▶ **What you are asked to do**:
The answer should consist of every line in the material below that has the word "planter".

§ §

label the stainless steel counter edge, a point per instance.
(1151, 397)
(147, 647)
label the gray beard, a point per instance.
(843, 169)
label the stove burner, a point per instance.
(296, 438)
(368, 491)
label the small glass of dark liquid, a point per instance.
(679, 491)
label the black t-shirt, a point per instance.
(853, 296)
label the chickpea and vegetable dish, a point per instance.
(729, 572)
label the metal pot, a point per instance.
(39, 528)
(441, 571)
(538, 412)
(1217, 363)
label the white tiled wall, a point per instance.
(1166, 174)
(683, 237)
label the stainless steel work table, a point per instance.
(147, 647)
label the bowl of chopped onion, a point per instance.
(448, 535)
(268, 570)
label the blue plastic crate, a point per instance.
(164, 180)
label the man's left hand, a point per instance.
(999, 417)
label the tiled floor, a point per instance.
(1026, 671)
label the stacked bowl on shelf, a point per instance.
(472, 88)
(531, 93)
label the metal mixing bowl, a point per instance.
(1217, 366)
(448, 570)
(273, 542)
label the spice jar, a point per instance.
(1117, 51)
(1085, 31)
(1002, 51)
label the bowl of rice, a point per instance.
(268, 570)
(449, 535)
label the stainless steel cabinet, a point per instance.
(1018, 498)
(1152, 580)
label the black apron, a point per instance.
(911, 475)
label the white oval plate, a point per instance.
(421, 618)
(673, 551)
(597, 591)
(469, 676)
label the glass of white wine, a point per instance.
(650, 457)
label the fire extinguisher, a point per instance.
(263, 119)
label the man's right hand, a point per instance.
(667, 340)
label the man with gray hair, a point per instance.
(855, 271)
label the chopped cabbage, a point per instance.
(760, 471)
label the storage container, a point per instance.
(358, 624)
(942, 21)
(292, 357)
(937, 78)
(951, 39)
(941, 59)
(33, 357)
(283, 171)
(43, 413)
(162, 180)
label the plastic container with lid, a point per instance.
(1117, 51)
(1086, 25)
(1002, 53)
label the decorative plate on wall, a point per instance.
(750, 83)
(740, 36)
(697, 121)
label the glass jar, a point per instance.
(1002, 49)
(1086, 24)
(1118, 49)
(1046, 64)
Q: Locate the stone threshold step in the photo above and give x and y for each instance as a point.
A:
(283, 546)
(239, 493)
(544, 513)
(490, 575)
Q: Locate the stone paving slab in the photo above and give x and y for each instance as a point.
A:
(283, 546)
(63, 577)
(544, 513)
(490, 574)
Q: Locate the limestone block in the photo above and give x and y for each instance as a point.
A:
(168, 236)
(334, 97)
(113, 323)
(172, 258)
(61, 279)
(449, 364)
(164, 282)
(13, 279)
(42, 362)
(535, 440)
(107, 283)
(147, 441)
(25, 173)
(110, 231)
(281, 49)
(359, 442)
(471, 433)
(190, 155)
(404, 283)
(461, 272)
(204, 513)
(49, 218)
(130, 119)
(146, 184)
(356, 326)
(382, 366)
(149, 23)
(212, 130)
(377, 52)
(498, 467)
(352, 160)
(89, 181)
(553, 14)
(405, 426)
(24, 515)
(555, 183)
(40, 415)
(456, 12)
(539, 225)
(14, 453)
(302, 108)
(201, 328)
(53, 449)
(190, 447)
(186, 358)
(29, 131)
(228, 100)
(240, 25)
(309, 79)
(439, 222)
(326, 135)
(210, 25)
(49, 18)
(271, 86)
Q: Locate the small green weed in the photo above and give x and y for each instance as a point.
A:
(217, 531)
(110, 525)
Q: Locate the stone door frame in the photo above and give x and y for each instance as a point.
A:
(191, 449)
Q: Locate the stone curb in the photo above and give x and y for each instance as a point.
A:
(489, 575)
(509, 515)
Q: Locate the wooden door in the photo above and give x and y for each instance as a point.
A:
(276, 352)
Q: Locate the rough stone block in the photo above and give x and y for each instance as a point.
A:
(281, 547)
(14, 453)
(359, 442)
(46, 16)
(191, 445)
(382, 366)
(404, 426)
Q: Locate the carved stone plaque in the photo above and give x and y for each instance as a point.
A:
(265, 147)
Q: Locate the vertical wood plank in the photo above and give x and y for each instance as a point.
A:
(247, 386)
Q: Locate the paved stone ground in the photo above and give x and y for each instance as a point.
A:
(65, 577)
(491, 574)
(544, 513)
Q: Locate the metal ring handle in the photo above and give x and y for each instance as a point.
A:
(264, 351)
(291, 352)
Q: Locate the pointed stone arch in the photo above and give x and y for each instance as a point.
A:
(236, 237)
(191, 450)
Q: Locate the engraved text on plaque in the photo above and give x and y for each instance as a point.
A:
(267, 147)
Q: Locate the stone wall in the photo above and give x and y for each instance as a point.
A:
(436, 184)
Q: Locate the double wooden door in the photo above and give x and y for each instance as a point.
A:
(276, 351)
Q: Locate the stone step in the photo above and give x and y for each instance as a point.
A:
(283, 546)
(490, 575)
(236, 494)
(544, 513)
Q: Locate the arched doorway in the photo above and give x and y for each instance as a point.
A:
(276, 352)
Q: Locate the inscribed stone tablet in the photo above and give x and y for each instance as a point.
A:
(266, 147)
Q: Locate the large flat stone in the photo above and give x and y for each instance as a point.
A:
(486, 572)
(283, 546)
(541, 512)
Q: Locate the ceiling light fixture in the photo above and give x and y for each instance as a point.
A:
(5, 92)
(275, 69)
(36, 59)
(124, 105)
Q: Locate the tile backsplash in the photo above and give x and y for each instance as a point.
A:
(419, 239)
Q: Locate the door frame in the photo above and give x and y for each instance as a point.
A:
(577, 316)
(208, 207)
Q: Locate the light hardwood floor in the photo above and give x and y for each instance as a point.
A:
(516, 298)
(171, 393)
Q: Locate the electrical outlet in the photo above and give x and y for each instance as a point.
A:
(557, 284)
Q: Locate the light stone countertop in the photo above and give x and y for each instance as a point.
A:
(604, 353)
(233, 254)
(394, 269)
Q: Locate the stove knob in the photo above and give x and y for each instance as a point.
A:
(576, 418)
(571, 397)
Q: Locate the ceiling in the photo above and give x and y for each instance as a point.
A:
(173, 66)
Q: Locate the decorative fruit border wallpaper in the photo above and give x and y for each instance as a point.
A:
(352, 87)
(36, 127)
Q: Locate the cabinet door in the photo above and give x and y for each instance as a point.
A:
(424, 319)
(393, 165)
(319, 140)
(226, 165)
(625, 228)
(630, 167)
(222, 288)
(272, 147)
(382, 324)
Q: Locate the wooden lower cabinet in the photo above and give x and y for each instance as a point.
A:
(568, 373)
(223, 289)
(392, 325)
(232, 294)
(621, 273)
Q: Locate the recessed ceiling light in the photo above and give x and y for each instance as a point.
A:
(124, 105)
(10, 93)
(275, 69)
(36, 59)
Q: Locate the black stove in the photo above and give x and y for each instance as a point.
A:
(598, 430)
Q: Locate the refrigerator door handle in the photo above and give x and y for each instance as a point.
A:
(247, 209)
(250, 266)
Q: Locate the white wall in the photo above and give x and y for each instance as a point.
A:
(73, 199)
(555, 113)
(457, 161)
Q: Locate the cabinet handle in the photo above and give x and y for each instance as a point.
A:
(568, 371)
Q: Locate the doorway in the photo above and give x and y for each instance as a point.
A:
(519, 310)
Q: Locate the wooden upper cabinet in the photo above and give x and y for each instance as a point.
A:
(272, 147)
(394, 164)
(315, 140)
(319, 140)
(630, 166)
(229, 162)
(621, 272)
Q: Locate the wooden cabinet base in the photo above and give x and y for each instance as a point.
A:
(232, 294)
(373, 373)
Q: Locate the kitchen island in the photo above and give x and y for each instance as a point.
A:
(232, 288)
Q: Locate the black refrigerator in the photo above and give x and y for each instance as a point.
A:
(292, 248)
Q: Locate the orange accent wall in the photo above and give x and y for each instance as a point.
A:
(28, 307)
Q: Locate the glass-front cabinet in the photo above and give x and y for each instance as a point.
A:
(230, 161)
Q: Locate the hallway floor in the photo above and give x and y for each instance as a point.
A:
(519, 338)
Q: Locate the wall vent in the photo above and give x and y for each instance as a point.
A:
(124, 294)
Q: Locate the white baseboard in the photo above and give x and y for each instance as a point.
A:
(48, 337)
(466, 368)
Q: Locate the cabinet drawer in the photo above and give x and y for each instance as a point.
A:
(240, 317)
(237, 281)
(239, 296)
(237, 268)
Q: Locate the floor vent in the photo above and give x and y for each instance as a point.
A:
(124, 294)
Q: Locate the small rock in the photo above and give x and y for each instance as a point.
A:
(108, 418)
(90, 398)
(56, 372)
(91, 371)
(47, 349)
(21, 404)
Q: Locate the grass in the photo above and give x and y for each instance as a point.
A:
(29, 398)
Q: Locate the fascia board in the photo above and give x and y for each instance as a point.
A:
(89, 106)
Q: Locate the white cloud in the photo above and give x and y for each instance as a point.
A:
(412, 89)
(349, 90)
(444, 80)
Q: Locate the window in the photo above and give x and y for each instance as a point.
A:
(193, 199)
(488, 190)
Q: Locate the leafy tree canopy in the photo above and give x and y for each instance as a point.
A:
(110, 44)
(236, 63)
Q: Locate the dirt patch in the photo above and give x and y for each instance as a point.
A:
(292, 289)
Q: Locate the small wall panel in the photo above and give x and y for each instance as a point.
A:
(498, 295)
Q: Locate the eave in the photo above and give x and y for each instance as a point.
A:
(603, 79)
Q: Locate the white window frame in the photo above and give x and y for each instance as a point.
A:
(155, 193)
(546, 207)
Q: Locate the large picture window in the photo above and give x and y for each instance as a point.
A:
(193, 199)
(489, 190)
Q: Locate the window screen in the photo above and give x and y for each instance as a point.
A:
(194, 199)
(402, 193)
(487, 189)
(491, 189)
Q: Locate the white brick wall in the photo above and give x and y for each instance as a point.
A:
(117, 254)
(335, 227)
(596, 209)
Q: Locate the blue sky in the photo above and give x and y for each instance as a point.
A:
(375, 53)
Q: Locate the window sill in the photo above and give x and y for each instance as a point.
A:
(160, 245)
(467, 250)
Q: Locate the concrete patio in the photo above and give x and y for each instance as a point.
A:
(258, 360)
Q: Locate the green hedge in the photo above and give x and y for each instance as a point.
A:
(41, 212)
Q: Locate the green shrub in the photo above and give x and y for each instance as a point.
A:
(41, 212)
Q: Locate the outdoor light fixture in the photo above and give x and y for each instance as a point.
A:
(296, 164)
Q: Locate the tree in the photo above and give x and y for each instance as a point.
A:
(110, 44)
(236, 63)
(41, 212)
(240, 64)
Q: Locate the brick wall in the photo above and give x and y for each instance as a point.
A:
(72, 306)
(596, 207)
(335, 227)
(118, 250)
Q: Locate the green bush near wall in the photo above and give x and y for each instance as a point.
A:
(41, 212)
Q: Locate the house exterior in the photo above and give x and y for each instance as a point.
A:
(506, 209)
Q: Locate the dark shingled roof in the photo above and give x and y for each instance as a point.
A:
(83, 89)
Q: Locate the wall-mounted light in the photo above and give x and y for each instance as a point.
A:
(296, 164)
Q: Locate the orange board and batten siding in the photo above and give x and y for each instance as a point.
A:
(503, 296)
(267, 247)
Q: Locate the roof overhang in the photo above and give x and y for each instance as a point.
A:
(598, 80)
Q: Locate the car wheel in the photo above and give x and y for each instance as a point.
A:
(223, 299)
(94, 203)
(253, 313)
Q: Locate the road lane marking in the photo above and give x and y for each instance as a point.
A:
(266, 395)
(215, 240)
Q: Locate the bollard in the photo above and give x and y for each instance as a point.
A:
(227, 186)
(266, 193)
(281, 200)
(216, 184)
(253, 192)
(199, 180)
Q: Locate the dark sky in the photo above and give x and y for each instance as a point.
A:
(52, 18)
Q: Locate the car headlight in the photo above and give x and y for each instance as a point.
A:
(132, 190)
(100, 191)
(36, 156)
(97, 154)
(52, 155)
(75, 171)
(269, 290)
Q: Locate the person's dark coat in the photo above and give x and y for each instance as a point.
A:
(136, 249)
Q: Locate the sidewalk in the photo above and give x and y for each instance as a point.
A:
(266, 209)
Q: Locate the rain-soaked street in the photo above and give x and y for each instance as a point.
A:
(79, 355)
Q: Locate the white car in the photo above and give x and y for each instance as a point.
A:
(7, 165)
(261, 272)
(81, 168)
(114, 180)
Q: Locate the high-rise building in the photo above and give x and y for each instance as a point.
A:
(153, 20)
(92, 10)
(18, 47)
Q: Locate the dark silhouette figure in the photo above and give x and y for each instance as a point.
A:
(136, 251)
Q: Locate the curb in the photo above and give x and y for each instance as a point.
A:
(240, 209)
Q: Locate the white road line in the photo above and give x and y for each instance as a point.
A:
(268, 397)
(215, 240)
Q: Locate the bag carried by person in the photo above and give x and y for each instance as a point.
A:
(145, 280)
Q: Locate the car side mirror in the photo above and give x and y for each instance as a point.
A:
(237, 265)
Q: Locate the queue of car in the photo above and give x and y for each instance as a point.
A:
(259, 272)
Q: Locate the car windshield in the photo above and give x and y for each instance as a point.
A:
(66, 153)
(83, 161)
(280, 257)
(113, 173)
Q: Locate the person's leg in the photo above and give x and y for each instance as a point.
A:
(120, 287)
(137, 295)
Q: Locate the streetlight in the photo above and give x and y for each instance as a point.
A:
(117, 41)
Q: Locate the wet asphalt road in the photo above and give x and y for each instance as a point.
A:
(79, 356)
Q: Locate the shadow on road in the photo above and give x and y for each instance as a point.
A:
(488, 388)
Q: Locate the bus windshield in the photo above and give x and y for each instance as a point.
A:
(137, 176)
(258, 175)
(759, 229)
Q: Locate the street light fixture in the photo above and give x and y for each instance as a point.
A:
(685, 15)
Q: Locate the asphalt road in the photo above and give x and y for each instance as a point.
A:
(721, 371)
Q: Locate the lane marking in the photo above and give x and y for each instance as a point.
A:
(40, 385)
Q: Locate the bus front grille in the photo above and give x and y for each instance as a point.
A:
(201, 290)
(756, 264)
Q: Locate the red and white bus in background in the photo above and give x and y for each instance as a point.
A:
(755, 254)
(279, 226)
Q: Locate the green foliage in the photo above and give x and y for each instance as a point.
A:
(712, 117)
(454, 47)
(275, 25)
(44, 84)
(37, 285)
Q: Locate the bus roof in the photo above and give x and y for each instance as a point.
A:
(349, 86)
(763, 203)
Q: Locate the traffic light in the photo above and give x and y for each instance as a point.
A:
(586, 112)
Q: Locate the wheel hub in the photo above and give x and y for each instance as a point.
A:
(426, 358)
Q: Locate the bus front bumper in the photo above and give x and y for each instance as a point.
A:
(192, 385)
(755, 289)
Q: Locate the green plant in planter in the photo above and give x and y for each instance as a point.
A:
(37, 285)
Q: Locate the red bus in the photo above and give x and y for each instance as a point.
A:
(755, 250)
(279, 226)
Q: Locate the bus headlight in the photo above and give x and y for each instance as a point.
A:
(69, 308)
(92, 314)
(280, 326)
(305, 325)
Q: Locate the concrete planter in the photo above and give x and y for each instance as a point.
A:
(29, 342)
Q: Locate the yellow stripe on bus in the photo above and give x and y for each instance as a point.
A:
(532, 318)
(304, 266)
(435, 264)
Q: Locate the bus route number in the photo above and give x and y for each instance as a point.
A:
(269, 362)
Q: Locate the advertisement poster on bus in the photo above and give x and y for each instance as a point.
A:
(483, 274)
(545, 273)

§ §

▶ **Solution to this task**:
Q: Locate the green plant in planter in the photo above and give x and y for each instance as a point.
Q: Locate the concrete planter in the photo above and give x and y for each instance as a point.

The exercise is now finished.